== EXERCISE DIRECTIONS ==
Repeat the following lines exactly and nothing else: the line containing "Task: indicate each instance of the pheasant head" and each line after it through the end of the listing.

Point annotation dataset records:

━━━

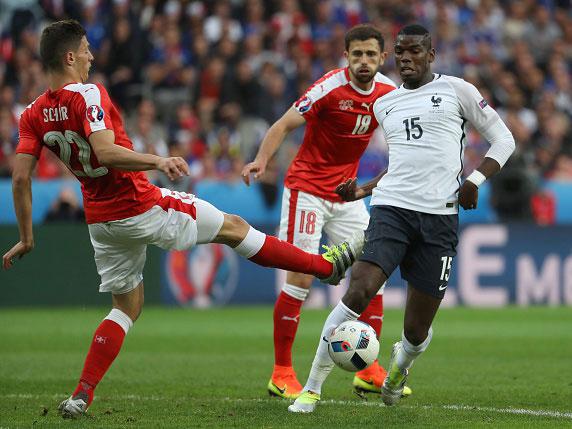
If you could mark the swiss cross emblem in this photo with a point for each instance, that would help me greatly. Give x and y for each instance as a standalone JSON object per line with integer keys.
{"x": 346, "y": 104}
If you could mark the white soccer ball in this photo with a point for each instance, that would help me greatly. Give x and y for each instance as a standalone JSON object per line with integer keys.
{"x": 353, "y": 345}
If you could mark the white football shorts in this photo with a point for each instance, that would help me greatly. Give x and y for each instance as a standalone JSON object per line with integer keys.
{"x": 178, "y": 221}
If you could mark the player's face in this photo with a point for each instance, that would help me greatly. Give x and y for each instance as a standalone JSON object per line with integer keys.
{"x": 412, "y": 58}
{"x": 83, "y": 59}
{"x": 364, "y": 58}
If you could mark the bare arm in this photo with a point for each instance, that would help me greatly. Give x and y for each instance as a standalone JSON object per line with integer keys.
{"x": 272, "y": 141}
{"x": 111, "y": 155}
{"x": 349, "y": 191}
{"x": 469, "y": 192}
{"x": 24, "y": 165}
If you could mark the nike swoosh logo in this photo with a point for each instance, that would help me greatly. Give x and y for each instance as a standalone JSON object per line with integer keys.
{"x": 280, "y": 390}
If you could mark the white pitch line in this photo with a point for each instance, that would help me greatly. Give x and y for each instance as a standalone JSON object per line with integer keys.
{"x": 454, "y": 407}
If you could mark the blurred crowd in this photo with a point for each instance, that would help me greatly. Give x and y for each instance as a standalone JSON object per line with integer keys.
{"x": 205, "y": 79}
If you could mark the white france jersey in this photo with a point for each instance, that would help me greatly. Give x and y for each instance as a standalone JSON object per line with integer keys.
{"x": 425, "y": 133}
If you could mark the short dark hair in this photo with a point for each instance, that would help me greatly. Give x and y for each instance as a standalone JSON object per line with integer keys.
{"x": 363, "y": 32}
{"x": 57, "y": 39}
{"x": 417, "y": 30}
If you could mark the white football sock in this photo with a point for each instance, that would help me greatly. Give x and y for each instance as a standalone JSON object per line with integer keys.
{"x": 251, "y": 244}
{"x": 122, "y": 319}
{"x": 323, "y": 364}
{"x": 295, "y": 292}
{"x": 408, "y": 352}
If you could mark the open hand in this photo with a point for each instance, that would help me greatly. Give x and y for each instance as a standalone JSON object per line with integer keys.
{"x": 174, "y": 167}
{"x": 256, "y": 167}
{"x": 18, "y": 251}
{"x": 468, "y": 195}
{"x": 349, "y": 190}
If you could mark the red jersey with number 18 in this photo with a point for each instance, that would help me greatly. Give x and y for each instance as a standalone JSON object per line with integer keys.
{"x": 63, "y": 120}
{"x": 339, "y": 124}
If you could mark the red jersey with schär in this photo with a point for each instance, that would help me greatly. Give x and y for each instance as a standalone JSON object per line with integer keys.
{"x": 63, "y": 120}
{"x": 339, "y": 125}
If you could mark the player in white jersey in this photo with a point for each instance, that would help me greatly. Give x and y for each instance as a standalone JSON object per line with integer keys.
{"x": 414, "y": 214}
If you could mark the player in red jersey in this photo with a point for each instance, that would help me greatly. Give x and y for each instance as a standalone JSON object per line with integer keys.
{"x": 337, "y": 111}
{"x": 124, "y": 212}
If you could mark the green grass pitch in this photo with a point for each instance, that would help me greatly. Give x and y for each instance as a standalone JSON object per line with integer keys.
{"x": 209, "y": 368}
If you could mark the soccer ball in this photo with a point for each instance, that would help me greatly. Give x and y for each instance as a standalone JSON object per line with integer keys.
{"x": 353, "y": 345}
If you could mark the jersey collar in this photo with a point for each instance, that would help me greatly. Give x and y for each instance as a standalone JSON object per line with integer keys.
{"x": 356, "y": 88}
{"x": 435, "y": 77}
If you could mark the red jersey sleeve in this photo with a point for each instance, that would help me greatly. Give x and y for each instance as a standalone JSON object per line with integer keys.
{"x": 28, "y": 141}
{"x": 313, "y": 100}
{"x": 95, "y": 108}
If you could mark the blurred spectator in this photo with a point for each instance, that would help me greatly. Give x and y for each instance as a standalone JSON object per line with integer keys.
{"x": 66, "y": 208}
{"x": 220, "y": 71}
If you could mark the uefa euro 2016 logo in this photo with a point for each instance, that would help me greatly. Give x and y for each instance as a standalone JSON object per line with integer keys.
{"x": 94, "y": 113}
{"x": 203, "y": 276}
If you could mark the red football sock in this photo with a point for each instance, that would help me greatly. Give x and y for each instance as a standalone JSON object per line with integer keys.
{"x": 286, "y": 318}
{"x": 105, "y": 347}
{"x": 373, "y": 314}
{"x": 281, "y": 254}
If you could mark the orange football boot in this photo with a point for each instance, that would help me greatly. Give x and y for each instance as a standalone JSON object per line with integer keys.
{"x": 284, "y": 383}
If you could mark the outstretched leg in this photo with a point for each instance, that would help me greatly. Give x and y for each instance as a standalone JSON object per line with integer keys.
{"x": 270, "y": 251}
{"x": 105, "y": 346}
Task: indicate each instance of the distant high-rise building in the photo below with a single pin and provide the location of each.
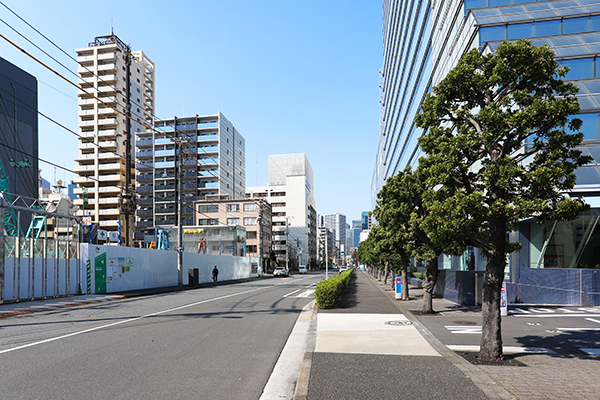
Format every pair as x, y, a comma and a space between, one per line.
290, 193
121, 80
213, 158
366, 220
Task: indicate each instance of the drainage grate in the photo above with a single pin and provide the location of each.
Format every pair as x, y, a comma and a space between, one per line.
398, 323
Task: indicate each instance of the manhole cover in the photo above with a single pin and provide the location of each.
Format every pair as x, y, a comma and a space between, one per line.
398, 323
465, 323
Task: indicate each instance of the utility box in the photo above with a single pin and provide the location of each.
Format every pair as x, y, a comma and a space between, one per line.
398, 287
193, 277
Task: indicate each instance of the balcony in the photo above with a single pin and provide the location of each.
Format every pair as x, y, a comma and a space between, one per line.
144, 189
165, 199
165, 211
144, 142
111, 167
110, 211
143, 177
143, 223
165, 187
144, 154
84, 168
111, 178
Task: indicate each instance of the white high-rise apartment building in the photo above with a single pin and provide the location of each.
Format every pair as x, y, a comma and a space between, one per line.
102, 69
290, 193
213, 160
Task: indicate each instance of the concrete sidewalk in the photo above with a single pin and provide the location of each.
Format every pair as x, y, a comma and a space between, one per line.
368, 349
375, 347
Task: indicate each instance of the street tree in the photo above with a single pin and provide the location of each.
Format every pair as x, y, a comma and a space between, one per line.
500, 146
392, 212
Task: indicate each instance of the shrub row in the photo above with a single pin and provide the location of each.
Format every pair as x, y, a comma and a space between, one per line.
330, 291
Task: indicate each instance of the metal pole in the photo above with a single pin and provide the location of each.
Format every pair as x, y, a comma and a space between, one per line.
2, 266
178, 205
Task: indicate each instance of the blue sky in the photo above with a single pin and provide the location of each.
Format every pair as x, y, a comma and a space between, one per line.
292, 76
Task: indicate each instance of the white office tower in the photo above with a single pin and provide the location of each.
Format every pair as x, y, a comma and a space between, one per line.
290, 193
116, 83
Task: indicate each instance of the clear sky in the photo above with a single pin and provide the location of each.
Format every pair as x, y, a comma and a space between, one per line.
292, 76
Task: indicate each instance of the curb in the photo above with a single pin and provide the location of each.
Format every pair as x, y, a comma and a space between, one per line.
301, 392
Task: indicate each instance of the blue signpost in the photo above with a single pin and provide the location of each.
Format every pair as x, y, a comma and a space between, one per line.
398, 287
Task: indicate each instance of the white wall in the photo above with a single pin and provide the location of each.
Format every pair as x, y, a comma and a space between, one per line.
119, 269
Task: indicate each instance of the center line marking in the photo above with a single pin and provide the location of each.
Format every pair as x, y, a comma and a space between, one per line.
133, 319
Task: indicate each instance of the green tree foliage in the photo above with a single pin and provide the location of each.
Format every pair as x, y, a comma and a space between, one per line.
478, 120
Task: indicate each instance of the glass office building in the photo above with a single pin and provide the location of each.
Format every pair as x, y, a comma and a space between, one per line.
422, 42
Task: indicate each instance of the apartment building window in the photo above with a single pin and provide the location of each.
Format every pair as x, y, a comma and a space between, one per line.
208, 208
250, 221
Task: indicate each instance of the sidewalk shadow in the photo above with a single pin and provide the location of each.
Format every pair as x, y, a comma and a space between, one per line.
349, 299
564, 344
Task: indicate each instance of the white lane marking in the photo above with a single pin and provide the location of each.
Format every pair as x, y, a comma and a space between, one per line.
289, 294
464, 329
306, 293
578, 329
505, 349
552, 315
134, 319
591, 351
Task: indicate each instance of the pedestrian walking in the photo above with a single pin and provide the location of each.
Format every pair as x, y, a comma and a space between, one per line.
215, 273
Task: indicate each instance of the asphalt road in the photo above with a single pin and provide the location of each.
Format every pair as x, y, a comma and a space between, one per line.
565, 327
213, 343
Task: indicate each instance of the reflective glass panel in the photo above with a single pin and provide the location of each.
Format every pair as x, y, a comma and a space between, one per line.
492, 33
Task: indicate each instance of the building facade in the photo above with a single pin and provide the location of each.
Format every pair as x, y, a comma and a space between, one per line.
116, 83
337, 223
207, 150
422, 42
19, 136
254, 215
290, 193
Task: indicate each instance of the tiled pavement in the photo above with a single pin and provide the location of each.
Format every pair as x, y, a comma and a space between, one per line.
547, 376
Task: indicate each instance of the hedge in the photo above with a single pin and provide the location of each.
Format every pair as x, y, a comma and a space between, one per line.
330, 291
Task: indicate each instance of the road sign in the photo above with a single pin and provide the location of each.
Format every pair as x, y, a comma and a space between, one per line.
102, 234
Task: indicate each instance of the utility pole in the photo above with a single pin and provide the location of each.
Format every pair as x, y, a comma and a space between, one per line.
179, 203
127, 199
287, 232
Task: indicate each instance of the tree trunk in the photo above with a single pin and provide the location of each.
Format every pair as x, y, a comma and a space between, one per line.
431, 274
491, 320
405, 295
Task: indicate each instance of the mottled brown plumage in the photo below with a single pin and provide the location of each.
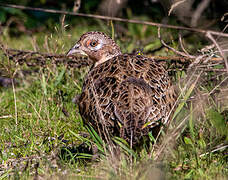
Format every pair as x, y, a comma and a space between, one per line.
123, 95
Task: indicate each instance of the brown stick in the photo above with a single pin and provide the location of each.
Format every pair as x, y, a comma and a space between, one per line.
115, 19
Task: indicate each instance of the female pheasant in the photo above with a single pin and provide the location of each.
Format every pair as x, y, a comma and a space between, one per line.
123, 95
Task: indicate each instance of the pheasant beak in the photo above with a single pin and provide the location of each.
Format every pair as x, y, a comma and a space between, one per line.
76, 50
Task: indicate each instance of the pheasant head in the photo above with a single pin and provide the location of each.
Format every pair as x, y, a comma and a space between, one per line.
97, 46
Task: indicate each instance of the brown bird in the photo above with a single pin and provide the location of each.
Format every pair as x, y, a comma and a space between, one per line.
123, 95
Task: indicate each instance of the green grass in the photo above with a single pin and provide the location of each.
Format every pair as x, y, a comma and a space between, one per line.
40, 126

━━━

== RESPONSE TO THIS EXERCISE ==
Task: indicate each instance of the pheasant head in the photo above with a single pin and provide the location of each.
Format every pair as x, y, a comma and a space between, one per line.
97, 46
Task: indicate each instance of the brown bird in the photo above with a single pin and provide the location of each.
Format every pair as x, y, a comma and a space between, one per line.
123, 95
Task: indicate each instance of the green grass in the photo above with a single pin and provide the location of each.
Format every pair as x, y, a comma and a space between, one per line.
40, 126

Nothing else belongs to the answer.